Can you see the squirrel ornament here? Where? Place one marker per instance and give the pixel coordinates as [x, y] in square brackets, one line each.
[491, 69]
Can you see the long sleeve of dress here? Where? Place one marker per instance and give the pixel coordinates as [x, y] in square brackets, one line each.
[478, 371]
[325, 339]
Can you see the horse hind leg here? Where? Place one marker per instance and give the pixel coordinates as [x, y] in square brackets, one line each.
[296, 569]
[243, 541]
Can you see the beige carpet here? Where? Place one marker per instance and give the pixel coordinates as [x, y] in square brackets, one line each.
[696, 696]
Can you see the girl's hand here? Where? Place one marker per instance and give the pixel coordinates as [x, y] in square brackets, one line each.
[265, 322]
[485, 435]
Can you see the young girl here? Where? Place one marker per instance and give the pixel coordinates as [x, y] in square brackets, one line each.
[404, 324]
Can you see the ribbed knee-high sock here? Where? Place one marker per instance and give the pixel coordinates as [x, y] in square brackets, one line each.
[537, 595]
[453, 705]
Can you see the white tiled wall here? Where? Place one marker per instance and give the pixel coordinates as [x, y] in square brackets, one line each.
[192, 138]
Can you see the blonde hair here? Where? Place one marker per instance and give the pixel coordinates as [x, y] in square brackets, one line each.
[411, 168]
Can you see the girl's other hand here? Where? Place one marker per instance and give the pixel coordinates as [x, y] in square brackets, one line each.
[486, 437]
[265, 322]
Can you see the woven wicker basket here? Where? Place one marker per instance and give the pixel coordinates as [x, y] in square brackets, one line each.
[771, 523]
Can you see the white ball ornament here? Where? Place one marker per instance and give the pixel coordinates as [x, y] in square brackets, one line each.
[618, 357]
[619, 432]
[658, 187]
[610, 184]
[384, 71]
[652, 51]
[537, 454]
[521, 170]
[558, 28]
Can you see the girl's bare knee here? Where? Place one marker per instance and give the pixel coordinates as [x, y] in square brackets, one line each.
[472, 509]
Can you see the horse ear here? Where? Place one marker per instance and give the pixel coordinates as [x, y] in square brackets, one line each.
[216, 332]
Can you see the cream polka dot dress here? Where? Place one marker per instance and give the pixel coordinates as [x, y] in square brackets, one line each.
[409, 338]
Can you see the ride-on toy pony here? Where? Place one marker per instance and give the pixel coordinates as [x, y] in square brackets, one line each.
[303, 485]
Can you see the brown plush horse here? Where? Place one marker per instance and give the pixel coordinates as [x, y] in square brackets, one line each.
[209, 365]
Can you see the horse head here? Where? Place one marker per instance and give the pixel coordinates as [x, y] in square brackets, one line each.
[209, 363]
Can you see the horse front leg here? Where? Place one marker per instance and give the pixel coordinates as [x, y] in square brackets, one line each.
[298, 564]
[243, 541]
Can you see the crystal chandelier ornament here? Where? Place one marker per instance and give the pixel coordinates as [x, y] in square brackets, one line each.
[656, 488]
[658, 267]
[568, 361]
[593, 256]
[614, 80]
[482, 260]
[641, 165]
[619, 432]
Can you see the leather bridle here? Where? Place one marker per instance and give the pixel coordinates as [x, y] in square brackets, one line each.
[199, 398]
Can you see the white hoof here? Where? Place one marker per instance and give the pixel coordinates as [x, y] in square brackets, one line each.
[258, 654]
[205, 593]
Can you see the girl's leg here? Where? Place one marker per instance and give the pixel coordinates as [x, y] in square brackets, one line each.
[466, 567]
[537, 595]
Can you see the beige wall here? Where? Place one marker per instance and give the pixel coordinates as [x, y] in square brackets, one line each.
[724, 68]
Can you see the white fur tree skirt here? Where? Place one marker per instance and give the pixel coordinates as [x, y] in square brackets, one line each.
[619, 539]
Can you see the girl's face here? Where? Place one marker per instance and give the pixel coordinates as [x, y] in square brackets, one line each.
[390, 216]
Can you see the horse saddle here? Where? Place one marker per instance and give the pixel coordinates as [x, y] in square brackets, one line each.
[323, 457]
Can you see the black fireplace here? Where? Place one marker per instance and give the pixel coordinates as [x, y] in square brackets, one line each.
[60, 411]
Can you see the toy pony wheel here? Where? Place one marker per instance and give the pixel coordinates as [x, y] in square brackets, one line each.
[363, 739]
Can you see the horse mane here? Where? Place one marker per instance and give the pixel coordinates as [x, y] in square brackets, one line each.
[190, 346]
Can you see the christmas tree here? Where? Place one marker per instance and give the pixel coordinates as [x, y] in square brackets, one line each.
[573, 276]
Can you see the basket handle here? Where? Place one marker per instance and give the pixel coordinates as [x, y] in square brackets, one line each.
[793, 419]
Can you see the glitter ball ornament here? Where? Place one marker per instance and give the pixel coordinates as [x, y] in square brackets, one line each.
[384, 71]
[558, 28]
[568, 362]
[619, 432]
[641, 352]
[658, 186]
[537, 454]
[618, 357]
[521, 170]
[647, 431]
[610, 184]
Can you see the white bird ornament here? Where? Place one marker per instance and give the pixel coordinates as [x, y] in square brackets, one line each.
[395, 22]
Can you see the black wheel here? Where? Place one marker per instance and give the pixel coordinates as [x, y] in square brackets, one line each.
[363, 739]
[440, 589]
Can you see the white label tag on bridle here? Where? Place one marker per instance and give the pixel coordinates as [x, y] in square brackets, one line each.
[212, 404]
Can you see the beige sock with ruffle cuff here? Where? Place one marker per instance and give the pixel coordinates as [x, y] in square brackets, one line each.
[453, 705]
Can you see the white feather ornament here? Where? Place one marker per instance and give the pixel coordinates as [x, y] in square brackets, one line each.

[Problem to work on]:
Reproduce the whole listing, exactly.

[Solution to the problem]:
Can you see the squirrel ornament here? Where? Place one marker per instance and give the pixel coordinates as [x, y] in square brackets, one line each.
[491, 69]
Can you see the long sleeve of dress here? Where? Place one marker per instance and give the pixel coordinates as [x, y] in square brackets, one line each.
[478, 371]
[325, 339]
Can you see the horse hind leg here? Where? Place one marker per instance and give the pixel coordinates as [x, y] in square brackets, one line each.
[296, 569]
[243, 541]
Can you see the beige carpet here? Where? Place one marker per instance and give the pixel coordinates as [x, y] in square brackets, one line each.
[696, 696]
Can you see the girl's hand here? Where? Place one marker per instance and give the pixel coordinates as [x, y] in square brackets, one line each.
[265, 322]
[485, 435]
Can you see the young girl here? Where? Place one marker per instance and give the pixel coordinates as [x, y] in square brackets, one line each.
[404, 324]
Can you see the ribbed knee-high sock here? Where? Place one marker per instance and give the pixel coordinates as [x, y] in square brackets, one line each.
[537, 595]
[453, 705]
Can you see the white tiled wall here? Where? Place one marker per instance and give the pixel coordinates as [x, y] in square brackets, one line each.
[192, 138]
Can you see the blonde hair here? Where? Place one marker per instance and give the pixel coordinates as [x, y] in square brackets, one line each.
[411, 168]
Can you see the girl's other hand here? Where? Place one marker per instance and give the pixel coordinates as [x, y] in square brackets, one line each.
[486, 437]
[265, 322]
Can you see the woven wicker basket here? Where? Place one marker per instance and give the pixel coordinates as [x, y] in square brackets, one line each.
[771, 523]
Can you see the white ball ornament here? Where? Place one marker per instance and give the pixel coordinates as [x, y] in square brackets, one line each.
[618, 357]
[619, 432]
[658, 187]
[610, 184]
[384, 71]
[652, 51]
[537, 454]
[521, 170]
[558, 28]
Can you see the girl's bare knee here? Where? Place one marker per instance and give the pixel coordinates as [x, y] in square brackets, one line each.
[472, 509]
Can you see the horse ear here? Where? Place one marker per instance and give the pixel coordinates as [x, y] in square brackets, one line each.
[216, 332]
Can you see the cream polka dot dress here? Where? Place one marker per instance and give the pixel coordinates as [x, y] in square brackets, one line each.
[409, 338]
Can you see the ride-on toy pony here? Where? Place one marker per instance and give the pixel coordinates as [x, y] in square brackets, one line each.
[303, 485]
Can you see the brown plush horse here? Where? Place one marker per instance and give the pixel coordinates as [x, y] in square brackets, one line each.
[209, 365]
Can you see the horse head here? Where? Place one marker per instance and give the pixel coordinates as [x, y] in square brackets, one line each.
[209, 363]
Can you see the horse front leg here? Where? Place one marker per instance and give the pixel coordinates as [x, y] in square brackets, one line each.
[298, 564]
[243, 541]
Can you see the crystal chandelier ornament here? Where? Place one marker per instance and give the pixel coordinates as [x, y] in square brackets, one line each.
[656, 488]
[658, 267]
[568, 361]
[593, 256]
[614, 80]
[482, 260]
[641, 165]
[619, 432]
Can you see the leather bridle here? Where? Place one marker per instance and give the pixel coordinates as [x, y] in square brackets, one line each.
[199, 398]
Can you see the white hoof here? Where? Place one marker per instance and give the pixel coordinates as [x, y] in square brackets, one line each.
[258, 654]
[205, 593]
Can you see the girl's leg here? Where? Place one marker per instance and give the pixel coordinates as [x, y] in square brackets, one line each.
[466, 567]
[537, 595]
Can you see the beige wall here? Where? Place one marker per instance and give the pixel coordinates as [x, y] in square brackets, one line each.
[724, 68]
Can you see the white fur tree skirt here? Where? Place one marker per instance and give the pixel coordinates as [x, y] in square brackets, one line each.
[619, 539]
Can you see the girl's face here? Where? Place one marker per instance and give the pixel coordinates as [x, y] in square brackets, one line each.
[390, 216]
Can you see the horse saddle here? Where? Place one marker per instance and give the pixel coordinates as [x, y] in square brackets, one line each.
[323, 457]
Can you see the black fireplace here? Where? Place one marker per instance and give the pixel coordinates as [x, y] in square brackets, one line each.
[60, 411]
Can you see the toy pony wheel here? Where? Place one marker per instance and give the pixel coordinates as [x, y] in square brackets, one line each.
[363, 739]
Can you see the horse mane here? Where? Place one marker per instance and give the pixel coordinates as [x, y] in square brackets, one line each.
[190, 346]
Can you see the christmas tree here? Where? Place one marker per instance and give the pixel coordinates as [x, y] in square brackets, one line each.
[573, 276]
Can you see the basket handle here? Where? Place one marker per instance and give the pixel coordinates as [x, y] in square brackets, one line each.
[793, 419]
Can you see the glitter ball ornament here? Where? Place one marker per instance and give the pixel coordinates as [x, y] in square brackets, one line each.
[384, 71]
[558, 28]
[568, 362]
[619, 432]
[641, 352]
[658, 186]
[537, 454]
[618, 357]
[521, 170]
[647, 431]
[610, 184]
Can you see the white bird ornament here? Where? Place one marker per instance and give the pixel coordinates as [x, y] in square brackets, one line each.
[395, 22]
Can you see the black wheel here? Where? Place one marker per instance and give the pixel coordinates as [x, y] in square brackets, one line each.
[363, 739]
[440, 589]
Can you see the white label tag on bridle here? Where? Place one marker per instance and give the pixel coordinates as [x, y] in square brackets, one line each.
[212, 404]
Can you see the beige sock with ruffle cuff here? Where? Place one marker per instance and give the pixel coordinates as [x, y] in square brackets, one line each.
[453, 705]
Can you see the white feather ornament here? Where? Place one marker per instance and give the pixel coordinates as [x, y] in square brackets, one line each.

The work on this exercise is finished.